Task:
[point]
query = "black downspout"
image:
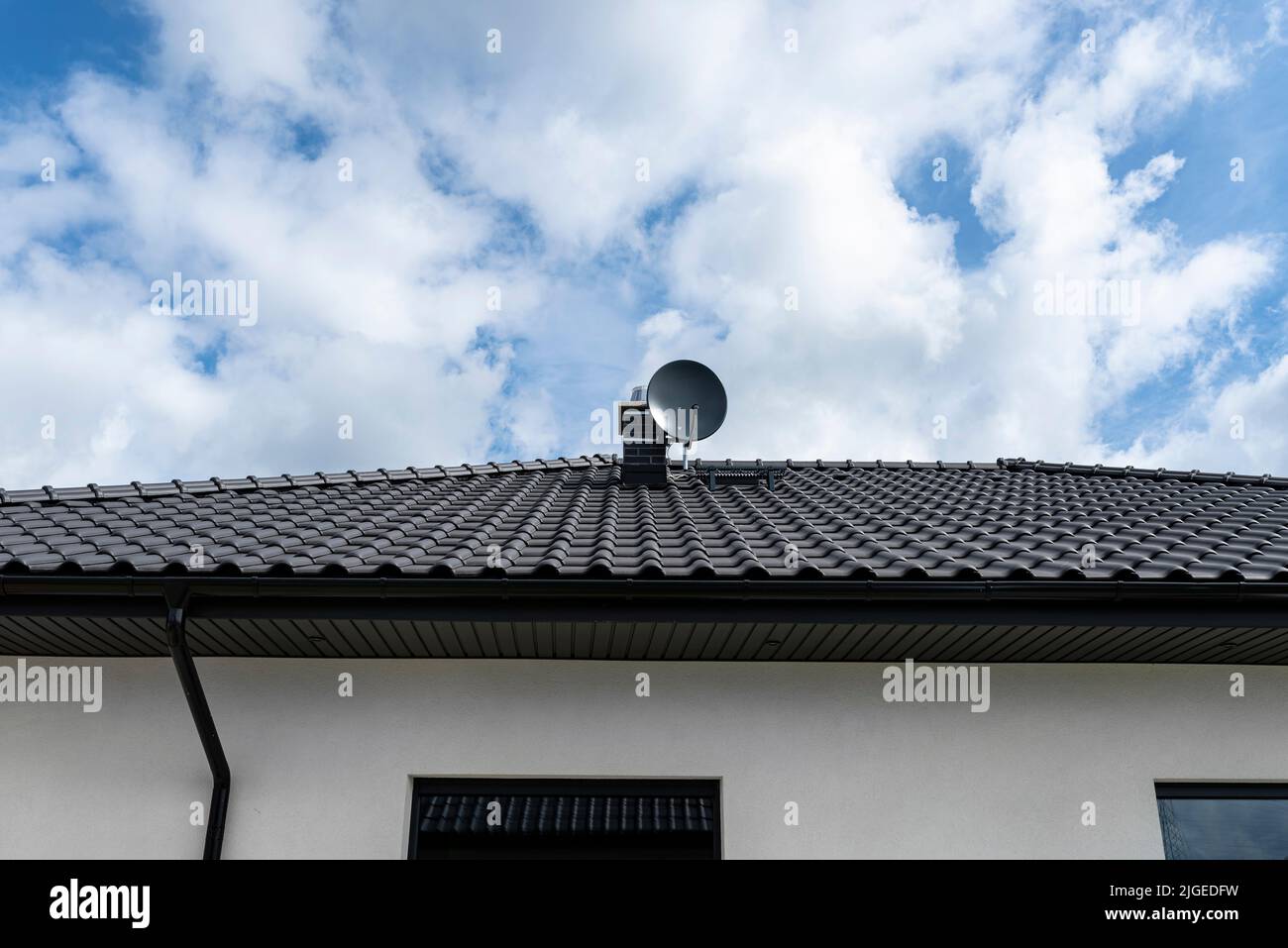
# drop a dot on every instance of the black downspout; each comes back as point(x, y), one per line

WORK TO BE COMPLETED: Put the lines of the rows above into a Markdown table with the columns "No." and "Line," numbering each line and skipping blank ones. Leave the pictures out.

COMPLETE OUTPUT:
| No. | Line |
|---|---|
| 1 | Task: |
| 2 | [point] |
| 3 | query = "black downspout" |
| 4 | image: |
| 5 | # drop a dot on every instance of the black downspout; each comes back as point(x, y), one per line |